Exercise directions: Please locate each line in the rows below that contains the string "wall" and copy it out. Matching is case-sensitive.

Material to process:
┄┄┄┄┄┄
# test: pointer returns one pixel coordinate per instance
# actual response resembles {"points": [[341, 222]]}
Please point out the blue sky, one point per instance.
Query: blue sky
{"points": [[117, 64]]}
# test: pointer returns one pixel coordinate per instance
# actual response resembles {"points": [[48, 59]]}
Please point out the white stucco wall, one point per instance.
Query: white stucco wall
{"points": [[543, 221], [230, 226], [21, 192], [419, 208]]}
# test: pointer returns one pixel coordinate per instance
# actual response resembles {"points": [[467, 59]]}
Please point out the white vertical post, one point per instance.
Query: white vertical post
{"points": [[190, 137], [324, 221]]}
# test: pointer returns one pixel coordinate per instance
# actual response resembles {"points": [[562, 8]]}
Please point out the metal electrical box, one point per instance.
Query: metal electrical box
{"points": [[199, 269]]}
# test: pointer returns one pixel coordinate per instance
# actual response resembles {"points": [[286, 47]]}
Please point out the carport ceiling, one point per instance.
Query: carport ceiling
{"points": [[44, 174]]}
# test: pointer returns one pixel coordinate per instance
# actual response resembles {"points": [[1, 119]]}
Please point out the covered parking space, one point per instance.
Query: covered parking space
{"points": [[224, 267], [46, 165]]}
┄┄┄┄┄┄
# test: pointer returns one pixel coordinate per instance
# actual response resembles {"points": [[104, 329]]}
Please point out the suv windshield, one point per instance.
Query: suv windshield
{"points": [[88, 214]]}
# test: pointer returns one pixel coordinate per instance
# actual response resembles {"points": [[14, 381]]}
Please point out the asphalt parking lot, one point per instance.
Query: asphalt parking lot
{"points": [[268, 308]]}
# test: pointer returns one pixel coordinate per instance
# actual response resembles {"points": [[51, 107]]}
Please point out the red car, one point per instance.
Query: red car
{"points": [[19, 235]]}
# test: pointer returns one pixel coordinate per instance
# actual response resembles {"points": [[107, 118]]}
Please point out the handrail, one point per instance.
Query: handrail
┄┄┄┄┄┄
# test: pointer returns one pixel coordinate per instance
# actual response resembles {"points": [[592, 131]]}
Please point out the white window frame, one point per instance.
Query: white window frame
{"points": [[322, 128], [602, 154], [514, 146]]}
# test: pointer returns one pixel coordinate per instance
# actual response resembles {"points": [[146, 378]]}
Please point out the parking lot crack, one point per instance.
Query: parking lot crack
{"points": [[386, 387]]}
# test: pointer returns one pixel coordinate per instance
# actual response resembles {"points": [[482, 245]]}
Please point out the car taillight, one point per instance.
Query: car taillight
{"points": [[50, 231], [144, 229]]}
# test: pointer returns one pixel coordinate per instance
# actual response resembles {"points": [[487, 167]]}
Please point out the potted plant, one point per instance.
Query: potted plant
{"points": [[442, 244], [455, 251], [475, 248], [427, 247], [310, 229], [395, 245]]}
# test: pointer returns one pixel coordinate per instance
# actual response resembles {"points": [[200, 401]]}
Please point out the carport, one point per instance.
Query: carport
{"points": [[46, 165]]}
┄┄┄┄┄┄
Response to this exercise:
Please point out the white stucco wall, one point per instance.
Query: white stucco wall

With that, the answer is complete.